[Stored data entries]
*****
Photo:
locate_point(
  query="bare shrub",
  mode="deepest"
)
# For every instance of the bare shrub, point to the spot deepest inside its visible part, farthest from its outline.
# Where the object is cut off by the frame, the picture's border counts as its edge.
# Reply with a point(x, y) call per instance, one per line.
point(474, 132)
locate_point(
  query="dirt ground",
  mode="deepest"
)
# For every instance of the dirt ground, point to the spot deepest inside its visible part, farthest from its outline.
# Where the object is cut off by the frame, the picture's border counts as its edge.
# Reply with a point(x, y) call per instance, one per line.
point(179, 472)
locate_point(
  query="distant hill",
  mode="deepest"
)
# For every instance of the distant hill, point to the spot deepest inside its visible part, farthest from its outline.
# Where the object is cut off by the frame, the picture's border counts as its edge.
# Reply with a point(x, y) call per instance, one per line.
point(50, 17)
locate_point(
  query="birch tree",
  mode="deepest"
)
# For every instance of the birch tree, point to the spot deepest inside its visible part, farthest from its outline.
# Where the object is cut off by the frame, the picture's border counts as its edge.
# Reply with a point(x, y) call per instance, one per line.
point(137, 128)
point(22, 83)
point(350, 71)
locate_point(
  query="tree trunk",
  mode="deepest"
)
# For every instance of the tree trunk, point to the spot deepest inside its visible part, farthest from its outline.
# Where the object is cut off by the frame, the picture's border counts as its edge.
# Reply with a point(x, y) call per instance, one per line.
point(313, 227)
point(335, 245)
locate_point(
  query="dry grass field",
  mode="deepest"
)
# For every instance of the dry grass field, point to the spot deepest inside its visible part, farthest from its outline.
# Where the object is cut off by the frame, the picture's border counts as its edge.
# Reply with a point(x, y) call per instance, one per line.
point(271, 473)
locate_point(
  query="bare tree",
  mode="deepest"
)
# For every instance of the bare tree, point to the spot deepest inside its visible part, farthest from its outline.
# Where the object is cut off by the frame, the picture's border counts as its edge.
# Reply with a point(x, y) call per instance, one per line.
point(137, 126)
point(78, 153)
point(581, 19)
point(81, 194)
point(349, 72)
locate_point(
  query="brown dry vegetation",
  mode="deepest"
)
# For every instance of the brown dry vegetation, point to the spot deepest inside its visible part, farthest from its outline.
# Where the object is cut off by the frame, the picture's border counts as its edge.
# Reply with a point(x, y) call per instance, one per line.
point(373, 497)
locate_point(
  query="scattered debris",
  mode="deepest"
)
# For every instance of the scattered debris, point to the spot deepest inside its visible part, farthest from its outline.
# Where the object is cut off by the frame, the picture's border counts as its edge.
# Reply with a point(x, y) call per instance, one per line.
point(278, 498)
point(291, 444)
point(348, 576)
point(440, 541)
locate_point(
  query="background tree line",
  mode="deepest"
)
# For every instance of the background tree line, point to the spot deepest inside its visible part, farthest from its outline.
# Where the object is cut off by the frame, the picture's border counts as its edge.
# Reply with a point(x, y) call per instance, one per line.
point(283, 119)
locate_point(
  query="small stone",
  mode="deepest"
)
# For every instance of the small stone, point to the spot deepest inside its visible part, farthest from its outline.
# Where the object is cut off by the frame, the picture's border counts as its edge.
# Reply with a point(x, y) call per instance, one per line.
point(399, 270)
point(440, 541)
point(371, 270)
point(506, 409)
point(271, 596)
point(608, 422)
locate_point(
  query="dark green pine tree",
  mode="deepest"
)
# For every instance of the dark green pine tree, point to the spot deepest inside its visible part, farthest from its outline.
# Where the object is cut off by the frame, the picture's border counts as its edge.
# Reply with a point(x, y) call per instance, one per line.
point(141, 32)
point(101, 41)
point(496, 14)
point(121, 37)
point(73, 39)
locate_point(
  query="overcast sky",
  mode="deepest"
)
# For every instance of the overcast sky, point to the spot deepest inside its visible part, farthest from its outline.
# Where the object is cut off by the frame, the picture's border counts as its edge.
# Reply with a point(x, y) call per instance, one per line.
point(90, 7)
*****
Requirements:
Add 10 to each coordinate in the answer points, then write out every line from the start of the listing through the line with "point(474, 132)", both included. Leave all other lines unchanged.

Solution to the problem:
Photo:
locate_point(
  query="bare shrub",
  mode="deepest"
)
# For every instance of the bare shrub, point to the spot deepest inside its visible part, farthest from its outline.
# Where the object is cut off by the frame, the picture's border counts as its edge.
# Reply with a point(x, y) call per instance, one per line.
point(484, 142)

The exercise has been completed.